PROBLEM >> Can you pick out every line below that contains the string "dirt" and copy each of those lines unchanged?

MATERIAL FOR THIS TASK >>
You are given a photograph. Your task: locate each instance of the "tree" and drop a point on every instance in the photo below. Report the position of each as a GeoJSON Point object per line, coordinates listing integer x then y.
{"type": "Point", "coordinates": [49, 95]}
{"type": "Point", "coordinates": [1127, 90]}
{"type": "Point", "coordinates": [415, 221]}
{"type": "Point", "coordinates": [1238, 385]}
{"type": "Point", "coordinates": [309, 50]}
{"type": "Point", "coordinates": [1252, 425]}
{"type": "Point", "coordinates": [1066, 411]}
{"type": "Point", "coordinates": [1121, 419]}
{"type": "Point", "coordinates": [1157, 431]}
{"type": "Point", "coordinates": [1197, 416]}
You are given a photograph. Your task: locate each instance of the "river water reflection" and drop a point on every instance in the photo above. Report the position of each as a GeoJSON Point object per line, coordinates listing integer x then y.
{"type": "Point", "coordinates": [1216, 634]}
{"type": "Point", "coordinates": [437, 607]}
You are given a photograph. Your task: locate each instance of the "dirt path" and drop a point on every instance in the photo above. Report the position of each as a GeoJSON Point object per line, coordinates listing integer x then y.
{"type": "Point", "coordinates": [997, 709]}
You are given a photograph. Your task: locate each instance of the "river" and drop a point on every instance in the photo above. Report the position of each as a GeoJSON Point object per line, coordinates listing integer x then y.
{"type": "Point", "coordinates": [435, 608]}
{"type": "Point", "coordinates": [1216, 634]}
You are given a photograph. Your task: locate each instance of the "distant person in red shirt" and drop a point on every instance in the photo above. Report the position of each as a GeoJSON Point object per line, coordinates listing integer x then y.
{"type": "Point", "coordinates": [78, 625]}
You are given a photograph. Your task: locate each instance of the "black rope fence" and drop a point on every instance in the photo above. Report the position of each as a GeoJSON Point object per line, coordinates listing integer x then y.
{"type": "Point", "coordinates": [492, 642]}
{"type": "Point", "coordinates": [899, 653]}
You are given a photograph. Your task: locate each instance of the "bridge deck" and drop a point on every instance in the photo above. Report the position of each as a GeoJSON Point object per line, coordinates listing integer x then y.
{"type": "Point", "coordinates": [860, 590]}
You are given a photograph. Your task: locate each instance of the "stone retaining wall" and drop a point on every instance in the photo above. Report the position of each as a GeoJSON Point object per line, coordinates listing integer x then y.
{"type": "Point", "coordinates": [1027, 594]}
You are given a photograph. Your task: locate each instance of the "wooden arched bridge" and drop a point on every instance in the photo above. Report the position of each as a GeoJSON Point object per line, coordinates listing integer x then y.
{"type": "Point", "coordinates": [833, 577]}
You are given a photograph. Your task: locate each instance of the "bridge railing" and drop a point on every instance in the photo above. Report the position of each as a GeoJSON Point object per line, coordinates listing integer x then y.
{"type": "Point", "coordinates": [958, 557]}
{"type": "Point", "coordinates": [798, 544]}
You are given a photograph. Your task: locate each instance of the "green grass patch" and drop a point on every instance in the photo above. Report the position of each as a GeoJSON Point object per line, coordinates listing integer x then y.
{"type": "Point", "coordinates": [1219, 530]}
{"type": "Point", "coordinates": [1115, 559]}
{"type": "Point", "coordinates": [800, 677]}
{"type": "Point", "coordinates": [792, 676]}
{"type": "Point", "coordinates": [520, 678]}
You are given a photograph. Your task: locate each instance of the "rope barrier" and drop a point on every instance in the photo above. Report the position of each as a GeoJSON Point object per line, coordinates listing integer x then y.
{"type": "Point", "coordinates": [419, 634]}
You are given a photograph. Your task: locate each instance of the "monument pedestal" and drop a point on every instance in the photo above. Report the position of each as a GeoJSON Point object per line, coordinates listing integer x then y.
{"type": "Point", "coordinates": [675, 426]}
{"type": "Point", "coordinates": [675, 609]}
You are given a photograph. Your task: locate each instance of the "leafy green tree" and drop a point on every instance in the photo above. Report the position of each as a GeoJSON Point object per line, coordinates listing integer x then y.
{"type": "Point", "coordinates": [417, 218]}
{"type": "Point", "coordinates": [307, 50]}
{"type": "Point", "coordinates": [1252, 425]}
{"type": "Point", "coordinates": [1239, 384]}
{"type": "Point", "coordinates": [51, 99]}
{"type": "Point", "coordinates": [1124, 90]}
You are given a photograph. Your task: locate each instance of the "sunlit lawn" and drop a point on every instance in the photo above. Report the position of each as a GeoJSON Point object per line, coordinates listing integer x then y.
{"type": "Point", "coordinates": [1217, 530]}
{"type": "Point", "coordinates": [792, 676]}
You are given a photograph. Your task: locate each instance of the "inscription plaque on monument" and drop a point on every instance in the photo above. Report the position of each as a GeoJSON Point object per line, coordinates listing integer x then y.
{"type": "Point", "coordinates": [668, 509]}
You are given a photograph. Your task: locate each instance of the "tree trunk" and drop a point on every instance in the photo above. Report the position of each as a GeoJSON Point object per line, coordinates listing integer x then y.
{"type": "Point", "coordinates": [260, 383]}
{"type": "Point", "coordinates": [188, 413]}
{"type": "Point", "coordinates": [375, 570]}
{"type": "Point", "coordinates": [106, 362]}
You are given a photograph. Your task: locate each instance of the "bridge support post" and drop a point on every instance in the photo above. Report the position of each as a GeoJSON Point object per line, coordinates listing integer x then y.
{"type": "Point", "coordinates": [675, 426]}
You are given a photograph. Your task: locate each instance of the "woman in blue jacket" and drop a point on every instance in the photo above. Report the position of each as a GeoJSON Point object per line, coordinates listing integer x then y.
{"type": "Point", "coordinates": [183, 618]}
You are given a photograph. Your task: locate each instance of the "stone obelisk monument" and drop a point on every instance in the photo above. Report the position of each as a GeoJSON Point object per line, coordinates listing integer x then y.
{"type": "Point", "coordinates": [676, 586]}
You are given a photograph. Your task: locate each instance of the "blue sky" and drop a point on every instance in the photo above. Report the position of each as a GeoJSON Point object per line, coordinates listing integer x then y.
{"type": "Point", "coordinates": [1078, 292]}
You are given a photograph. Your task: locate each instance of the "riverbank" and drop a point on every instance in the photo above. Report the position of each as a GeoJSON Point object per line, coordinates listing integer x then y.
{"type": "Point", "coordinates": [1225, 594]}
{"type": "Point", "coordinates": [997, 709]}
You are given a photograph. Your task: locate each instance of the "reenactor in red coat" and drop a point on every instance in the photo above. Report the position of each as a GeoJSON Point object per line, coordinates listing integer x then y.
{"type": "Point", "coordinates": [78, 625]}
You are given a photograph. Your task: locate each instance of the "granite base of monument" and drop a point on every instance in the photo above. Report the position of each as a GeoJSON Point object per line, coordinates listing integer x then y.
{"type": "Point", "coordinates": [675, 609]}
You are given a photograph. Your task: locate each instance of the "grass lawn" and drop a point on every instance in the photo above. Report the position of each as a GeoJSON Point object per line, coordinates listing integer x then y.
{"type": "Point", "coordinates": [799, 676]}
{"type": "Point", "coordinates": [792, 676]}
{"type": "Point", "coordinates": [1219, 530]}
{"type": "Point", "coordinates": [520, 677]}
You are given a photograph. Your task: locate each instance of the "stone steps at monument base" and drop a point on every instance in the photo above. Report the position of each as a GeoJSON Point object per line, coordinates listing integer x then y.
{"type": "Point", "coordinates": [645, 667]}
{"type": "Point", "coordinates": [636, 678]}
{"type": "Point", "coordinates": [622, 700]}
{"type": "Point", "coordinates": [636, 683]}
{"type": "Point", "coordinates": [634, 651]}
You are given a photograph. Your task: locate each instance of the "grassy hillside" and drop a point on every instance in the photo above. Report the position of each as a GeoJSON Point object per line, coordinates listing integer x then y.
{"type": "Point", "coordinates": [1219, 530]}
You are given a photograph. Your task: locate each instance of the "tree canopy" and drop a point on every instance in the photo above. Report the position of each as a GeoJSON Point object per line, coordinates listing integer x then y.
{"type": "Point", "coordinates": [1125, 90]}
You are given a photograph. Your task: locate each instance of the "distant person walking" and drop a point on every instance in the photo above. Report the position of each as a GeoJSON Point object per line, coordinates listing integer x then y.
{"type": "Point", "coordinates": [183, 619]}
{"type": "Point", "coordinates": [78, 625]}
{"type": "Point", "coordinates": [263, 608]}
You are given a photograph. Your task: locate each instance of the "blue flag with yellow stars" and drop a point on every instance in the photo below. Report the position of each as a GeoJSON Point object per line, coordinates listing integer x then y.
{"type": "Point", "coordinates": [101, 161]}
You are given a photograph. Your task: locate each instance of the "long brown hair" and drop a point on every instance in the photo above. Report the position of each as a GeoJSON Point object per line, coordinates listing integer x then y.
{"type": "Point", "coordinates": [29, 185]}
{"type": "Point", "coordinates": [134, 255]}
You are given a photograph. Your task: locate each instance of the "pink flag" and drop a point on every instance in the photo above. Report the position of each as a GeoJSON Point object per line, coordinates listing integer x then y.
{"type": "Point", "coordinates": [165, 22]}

SOLUTION BELOW >>
You are given a photograph. Your task: locate each instance of the "dirt path" and drop a point on every instance in the photo above. Report the position of each as a GeoJSON Point object per line, coordinates listing integer x then y.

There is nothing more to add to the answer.